--- What is asked ---
List every line of the entries below that contains the string "platform", treating uppercase and lowercase letters as distinct.

* Start Records supplied *

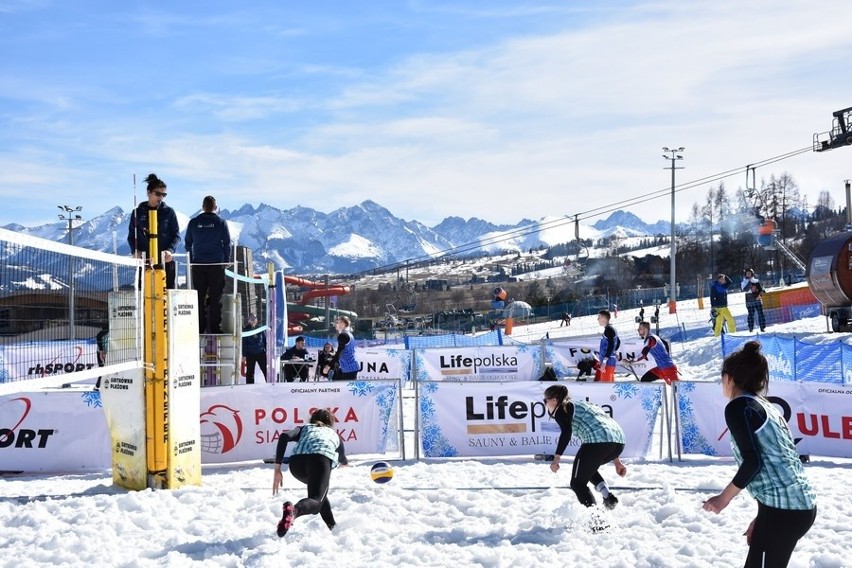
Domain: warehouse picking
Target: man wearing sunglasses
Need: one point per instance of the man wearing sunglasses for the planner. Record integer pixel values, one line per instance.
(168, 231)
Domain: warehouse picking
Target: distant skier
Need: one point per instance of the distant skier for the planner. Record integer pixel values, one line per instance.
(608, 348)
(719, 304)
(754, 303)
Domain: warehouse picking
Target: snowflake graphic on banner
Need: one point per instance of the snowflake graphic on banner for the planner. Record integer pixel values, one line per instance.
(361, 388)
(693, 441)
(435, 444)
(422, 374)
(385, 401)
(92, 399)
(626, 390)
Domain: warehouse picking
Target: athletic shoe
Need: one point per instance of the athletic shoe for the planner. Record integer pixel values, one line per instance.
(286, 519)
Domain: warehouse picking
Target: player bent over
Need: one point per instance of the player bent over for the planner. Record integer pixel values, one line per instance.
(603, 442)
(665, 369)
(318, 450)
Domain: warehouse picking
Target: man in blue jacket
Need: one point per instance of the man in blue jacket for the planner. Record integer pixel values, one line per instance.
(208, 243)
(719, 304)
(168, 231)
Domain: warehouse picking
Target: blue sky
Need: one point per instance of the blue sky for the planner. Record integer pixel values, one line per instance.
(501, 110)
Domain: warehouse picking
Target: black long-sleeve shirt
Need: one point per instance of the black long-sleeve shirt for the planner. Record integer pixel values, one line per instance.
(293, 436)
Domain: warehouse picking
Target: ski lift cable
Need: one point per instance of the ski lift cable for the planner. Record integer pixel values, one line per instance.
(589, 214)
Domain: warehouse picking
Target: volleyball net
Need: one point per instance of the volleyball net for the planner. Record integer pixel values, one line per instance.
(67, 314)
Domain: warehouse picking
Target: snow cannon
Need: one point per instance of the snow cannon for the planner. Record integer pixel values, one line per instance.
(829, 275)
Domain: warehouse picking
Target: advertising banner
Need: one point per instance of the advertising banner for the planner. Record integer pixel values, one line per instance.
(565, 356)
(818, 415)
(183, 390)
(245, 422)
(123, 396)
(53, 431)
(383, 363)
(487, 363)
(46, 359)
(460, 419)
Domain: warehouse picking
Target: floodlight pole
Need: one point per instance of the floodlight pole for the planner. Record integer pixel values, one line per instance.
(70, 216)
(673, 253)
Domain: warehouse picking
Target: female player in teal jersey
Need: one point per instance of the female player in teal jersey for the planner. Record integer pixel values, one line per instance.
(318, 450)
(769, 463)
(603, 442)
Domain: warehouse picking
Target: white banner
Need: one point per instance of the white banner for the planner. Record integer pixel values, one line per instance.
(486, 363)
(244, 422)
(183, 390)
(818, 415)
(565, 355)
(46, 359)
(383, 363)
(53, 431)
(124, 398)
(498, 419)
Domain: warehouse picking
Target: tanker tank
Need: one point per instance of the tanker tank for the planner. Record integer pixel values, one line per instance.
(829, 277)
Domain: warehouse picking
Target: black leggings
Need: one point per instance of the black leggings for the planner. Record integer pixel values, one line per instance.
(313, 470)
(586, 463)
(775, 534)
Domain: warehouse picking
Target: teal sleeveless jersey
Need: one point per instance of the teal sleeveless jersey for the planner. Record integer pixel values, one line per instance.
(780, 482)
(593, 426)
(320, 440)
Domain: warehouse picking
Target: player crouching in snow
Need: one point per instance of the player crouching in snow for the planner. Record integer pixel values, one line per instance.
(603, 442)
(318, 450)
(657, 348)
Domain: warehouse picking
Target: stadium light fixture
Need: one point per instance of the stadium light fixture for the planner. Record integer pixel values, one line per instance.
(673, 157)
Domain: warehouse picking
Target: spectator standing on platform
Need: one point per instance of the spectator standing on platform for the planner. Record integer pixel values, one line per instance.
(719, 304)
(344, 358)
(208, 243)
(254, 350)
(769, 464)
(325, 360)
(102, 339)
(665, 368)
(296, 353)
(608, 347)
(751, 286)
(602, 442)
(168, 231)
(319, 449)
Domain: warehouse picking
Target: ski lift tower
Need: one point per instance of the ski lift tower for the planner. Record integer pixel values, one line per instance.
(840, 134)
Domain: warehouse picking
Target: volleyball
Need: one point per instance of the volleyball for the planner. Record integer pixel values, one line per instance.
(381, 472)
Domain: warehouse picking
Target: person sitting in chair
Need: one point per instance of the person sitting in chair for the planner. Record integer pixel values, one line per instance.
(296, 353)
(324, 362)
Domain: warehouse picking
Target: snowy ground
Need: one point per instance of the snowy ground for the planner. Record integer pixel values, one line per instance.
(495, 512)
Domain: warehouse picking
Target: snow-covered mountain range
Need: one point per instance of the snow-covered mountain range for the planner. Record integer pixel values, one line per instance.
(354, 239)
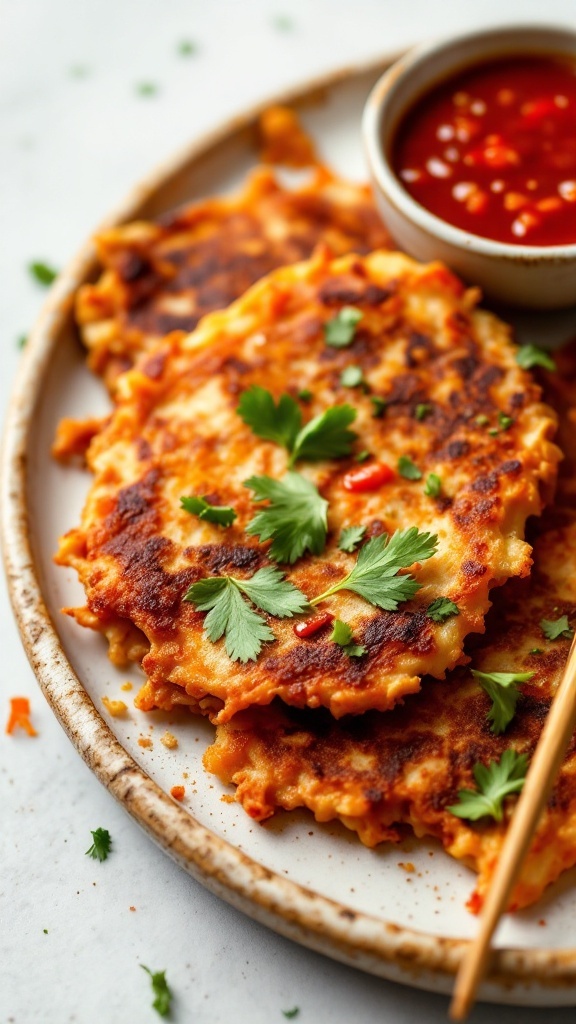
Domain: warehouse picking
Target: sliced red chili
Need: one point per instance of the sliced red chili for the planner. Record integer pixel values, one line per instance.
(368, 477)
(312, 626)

* End Records supplied *

--- Solution to the exercise ---
Target: spectator standing on platform
Need: one point per instance of the spectator standing on platform for the planner. Record integer pixel values, one line per instance.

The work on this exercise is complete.